◆ Consigne: Retapez à l'identique le passage du texte sur le zéro artificialisation nette qui va de « Les députés ont » à « ce 27 juin. », ces deux morceaux compris.

----- Texte source

Zéro artificialisation nette : les députés adoptent à leur tour en séance la garantie rurale

Les députés ont achevé ce 23 juin l’examen de la proposition de loi révisant la mise en œuvre de l'objectif de zéro artificialisation nette (ZAN). Ils ont adopté la "garantie rurale" sans grande retouche, modifié la composition de la conférence régionale de gouvernance de l’artificialisation des sols et quelques modalités de son intervention ou encore décidé de la remise d’un rapport du gouvernement dans les six mois sur la fiscalité comme outil de lutte contre l’artificialisation des sols. Le texte doit être solennellement voté ce 27 juin.

621 amendements examinés (sur 814 déposés) en 15h45 de débats, 39 amendements adoptés dont 13 issus d’élus du groupe Renaissance, 2 du Modem, 9 d’élus socialistes, 6 d’élus communistes, 5 du groupe Liot, 3 d’élus écologistes et 1 du groupe LR. Tel est le bilan statistique que tire le ministère de la Transition écologique des deux jours de débats de la fin de la semaine dernière tenus à l’Assemblée nationale, en séance publique, sur la proposition de loi sénatoriale de révision du ZAN (voir notre article du 22 juin).

----------
----- Enregistrements extraits

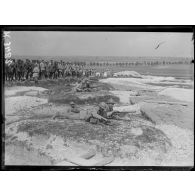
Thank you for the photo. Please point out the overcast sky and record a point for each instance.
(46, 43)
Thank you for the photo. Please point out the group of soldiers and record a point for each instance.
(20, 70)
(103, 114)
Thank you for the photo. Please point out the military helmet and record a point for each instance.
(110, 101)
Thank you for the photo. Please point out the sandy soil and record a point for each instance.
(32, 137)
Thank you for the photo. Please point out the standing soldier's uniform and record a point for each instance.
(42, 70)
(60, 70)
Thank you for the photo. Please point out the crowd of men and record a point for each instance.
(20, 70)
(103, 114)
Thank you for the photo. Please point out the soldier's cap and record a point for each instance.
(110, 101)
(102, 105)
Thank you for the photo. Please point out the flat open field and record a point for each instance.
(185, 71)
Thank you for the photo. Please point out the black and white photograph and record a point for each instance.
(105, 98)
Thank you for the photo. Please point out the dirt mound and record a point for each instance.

----------
----- Enregistrements extraits

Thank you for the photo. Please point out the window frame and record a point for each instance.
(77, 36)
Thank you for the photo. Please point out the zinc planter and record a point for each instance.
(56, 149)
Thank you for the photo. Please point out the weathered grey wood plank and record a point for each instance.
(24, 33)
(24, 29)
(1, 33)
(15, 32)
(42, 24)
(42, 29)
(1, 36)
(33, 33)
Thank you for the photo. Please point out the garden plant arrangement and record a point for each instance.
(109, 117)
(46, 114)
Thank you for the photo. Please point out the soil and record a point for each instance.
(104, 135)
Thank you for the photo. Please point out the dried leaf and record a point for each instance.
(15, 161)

----------
----- Enregistrements extraits

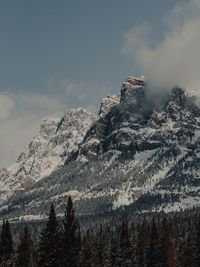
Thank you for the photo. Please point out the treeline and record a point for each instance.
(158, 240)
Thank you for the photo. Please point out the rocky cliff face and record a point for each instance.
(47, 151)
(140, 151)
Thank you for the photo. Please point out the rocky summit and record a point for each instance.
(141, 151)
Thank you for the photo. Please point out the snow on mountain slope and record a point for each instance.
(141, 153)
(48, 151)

----------

◆ Résultat final:
Les députés ont achevé ce 23 juin l’examen de la proposition de loi révisant la mise en œuvre de l'objectif de zéro artificialisation nette (ZAN). Ils ont adopté la "garantie rurale" sans grande retouche, modifié la composition de la conférence régionale de gouvernance de l’artificialisation des sols et quelques modalités de son intervention ou encore décidé de la remise d’un rapport du gouvernement dans les six mois sur la fiscalité comme outil de lutte contre l’artificialisation des sols. Le texte doit être solennellement voté ce 27 juin.